_PROBLEM DESCRIPTION_
Write each entry out once more, please, precisely as shown.

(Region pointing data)
Start of Block

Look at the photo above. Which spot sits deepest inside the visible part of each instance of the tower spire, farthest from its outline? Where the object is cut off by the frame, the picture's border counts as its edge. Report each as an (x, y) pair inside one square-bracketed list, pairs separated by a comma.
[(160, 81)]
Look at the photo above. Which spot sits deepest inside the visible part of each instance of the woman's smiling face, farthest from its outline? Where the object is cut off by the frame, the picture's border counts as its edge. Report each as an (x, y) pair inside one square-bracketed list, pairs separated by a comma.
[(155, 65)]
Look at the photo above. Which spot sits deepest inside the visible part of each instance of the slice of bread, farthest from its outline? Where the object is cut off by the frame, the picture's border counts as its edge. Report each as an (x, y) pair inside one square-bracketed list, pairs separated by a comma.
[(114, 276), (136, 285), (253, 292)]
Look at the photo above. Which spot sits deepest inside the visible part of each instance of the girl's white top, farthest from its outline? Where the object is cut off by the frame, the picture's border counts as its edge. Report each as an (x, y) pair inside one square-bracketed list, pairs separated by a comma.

End of Block

_YOUR SOLUTION_
Look at the photo above. Which spot sits deepest inside the visible part of each instance of the tower spire, farthest from its outline? Where the object is cut off by the frame, the picture's border counts as its edge. Report each as an (x, y) pair inside one square-bracketed list, pairs separated by a comma.
[(160, 81)]
Look at the photo above. Which spot sits deepest inside the visible part of each instance of the woman's smiling face, farthest from its outline? Where the object is cut off by the frame, the picture's border counts as its edge. Report each as an (x, y) pair inside one square-bracketed list, pairs separated by a comma.
[(155, 65)]
Look at the photo above. Which spot sits deepest inside the visible part of each instance of the slice of bread, farthest from its outline? Where the object is cut off by the frame, the picture's border counts as its edge. Report each as an (x, y) pair inside one square-bracketed list, pairs separated by a comma.
[(114, 276), (136, 285), (253, 292)]
Look at the photo above. Which spot sits deepest inside the visible part of each instance of the girl's white top, farthest from its outline? Where the object is cut off by the frame, the picture's border counts as its edge. Report each as an (x, y) pair inside one square-bracketed list, pairs separated by a comma.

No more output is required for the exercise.